— GOALS —
a: According to the open letter to Alan Sugar, how much per week did the writer's first YTS pay?
b: Write out everything in the open letter to Alan Sugar from "Sugar Daddio" down to "shields. Thatchers ‘Army’.".

=== DOCUMENT SEGMENT ===

Sugar Daddio

A response to Alan Sugar’s remarks that those who voted for Jeremy Corbyn have no life experience.

Dear Mr Sugar-Rush,
My life experience began as a child when my parents began fostering children and young adults that had suffered years of abuse from neglect to physical and sadly sexual abuse. Those children were emotionally damaged through their experiences, having been let down by a system that only now we realise promoted abuse and protected abusers. When I was a teenager I had a wake up call by being at Warrington, the Messenger News Paper dispute, where your mate Eddie Shah was using the police to attack the printers and break the strike. I saw the police, who up until that point I trusted in a whole new light. The attacked the peaceful crowd by first kicking the lit braziers in towards the protesters then charging with horses, batons and riot shields. Thatchers ‘Army’.
I left school with little and initially started a YTS for £25 a week. It felt like a lot of money then but sadly in reality was not. It did however equate to far more in real terms than school leavers can expect to earn today.
I then went to college – free for me to chose and with a small grant. I was coaxed away though by yet another job, this time at 16 wiping the bottoms of old people. I worked in a very un-regulated industry, that of Nursing and Care homes. At 16 I was often left alone with fifteen high need residents by the owners. I was asked to carry out personal care on both men and women, including bathing and yes as I mentioned wiping their bums after they had soiled themselves.
I then went on a community Program which paid a little more than the YTS. I worked for Keep Britain Tidy. I actually loved this job and left with more toil than I could take. I met friends there I still call friend. I even went on GMR radio dressed as a dustbin.
I then was romanced by the idea of running my own business. I saw a hole in the market for selling seconds of pottery. I got a loan and joined the young enterprise scheme. Sadly at that point I had no business experience. I was not as you see it ‘cutthroat’ enough. I was naive but honest. So after 18 months of trading I went under. Luckily my parents were supportive. Throughout this time I was also voluntarily working in youth clubs, trying to make kids lives on economically deprived estates a little better.

=== EXTRACTED MATERIAL ===

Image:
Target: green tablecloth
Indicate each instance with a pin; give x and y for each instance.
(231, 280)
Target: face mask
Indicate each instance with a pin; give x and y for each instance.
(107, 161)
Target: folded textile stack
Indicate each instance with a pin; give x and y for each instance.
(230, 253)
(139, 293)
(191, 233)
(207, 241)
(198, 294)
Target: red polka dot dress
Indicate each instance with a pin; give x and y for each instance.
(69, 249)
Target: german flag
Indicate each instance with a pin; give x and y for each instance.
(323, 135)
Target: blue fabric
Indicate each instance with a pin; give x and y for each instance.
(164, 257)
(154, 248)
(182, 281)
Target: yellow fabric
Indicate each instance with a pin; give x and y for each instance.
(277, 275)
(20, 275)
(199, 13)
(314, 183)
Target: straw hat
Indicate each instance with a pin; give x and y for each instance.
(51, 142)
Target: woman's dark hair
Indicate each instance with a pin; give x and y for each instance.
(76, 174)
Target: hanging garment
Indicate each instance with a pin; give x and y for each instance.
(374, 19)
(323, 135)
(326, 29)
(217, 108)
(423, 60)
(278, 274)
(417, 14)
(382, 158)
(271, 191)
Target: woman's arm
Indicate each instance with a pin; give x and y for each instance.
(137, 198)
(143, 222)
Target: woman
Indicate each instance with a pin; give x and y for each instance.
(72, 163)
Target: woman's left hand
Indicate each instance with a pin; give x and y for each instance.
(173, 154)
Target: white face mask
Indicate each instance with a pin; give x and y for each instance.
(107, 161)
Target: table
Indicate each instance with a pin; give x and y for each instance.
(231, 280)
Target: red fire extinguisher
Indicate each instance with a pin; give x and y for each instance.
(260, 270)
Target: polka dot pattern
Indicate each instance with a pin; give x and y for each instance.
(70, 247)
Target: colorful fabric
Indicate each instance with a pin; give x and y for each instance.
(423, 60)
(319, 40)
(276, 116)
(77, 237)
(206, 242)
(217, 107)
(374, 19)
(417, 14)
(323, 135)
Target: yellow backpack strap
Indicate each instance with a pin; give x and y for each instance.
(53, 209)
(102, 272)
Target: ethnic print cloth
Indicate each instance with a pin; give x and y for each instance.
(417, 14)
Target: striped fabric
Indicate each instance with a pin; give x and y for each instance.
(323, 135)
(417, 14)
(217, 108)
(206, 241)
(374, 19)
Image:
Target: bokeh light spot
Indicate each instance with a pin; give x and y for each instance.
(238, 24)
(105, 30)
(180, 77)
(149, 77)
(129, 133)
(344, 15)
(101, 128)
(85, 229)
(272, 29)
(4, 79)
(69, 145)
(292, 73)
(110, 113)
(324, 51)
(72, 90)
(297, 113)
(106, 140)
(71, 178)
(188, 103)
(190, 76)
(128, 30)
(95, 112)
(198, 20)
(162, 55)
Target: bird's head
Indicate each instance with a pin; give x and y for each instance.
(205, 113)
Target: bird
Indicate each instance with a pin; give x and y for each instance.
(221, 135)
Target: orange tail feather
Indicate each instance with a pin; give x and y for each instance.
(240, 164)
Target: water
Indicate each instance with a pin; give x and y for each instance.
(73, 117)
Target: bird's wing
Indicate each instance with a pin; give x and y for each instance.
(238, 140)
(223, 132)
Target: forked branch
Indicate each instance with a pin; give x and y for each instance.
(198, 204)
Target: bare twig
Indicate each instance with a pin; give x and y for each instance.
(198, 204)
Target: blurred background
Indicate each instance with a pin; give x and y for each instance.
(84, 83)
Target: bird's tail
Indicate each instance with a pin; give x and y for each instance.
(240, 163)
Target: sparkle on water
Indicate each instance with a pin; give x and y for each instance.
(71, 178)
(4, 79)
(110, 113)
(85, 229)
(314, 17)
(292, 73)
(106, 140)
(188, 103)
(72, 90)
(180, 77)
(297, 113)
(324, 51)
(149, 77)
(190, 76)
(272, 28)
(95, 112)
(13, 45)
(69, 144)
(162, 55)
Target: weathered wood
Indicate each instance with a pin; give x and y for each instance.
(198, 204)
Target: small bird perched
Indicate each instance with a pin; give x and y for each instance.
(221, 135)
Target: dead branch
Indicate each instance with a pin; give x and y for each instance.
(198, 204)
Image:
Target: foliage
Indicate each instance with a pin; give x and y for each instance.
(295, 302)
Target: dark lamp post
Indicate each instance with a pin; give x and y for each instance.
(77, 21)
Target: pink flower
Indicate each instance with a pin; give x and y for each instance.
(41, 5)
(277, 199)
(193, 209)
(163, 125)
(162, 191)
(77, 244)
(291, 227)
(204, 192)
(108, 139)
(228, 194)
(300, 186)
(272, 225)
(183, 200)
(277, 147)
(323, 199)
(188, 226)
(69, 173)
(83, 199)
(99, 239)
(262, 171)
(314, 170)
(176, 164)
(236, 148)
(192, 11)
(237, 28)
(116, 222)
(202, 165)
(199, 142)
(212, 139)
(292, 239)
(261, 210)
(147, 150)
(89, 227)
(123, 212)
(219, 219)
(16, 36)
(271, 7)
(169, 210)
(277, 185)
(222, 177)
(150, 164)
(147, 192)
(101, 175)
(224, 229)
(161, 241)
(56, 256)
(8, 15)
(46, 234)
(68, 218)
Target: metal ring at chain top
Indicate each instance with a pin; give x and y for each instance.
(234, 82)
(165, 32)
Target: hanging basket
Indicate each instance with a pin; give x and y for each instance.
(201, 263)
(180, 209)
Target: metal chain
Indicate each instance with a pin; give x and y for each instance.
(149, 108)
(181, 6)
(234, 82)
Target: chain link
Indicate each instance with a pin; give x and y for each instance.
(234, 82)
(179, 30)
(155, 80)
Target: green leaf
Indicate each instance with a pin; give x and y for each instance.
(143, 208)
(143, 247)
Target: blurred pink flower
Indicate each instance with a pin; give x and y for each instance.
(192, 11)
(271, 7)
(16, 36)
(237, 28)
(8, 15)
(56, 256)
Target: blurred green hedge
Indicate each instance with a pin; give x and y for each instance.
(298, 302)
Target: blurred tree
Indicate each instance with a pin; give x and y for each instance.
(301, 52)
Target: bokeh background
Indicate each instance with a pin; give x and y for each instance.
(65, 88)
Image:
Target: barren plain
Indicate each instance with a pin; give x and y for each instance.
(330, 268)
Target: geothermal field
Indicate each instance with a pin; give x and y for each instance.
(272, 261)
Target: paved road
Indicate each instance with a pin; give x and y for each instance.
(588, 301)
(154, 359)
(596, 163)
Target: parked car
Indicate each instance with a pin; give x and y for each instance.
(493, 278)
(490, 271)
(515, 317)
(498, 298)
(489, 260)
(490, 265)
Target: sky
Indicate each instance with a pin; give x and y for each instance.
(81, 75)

===

— ANSWERS —
a: £25 a week.

b:
Sugar Daddio

A response to Alan Sugar’s remarks that those who voted for Jeremy Corbyn have no life experience.

Dear Mr Sugar-Rush,
My life experience began as a child when my parents began fostering children and young adults that had suffered years of abuse from neglect to physical and sadly sexual abuse. Those children were emotionally damaged through their experiences, having been let down by a system that only now we realise promoted abuse and protected abusers. When I was a teenager I had a wake up call by being at Warrington, the Messenger News Paper dispute, where your mate Eddie Shah was using the police to attack the printers and break the strike. I saw the police, who up until that point I trusted in a whole new light. The attacked the peaceful crowd by first kicking the lit braziers in towards the protesters then charging with horses, batons and riot shields. Thatchers ‘Army’.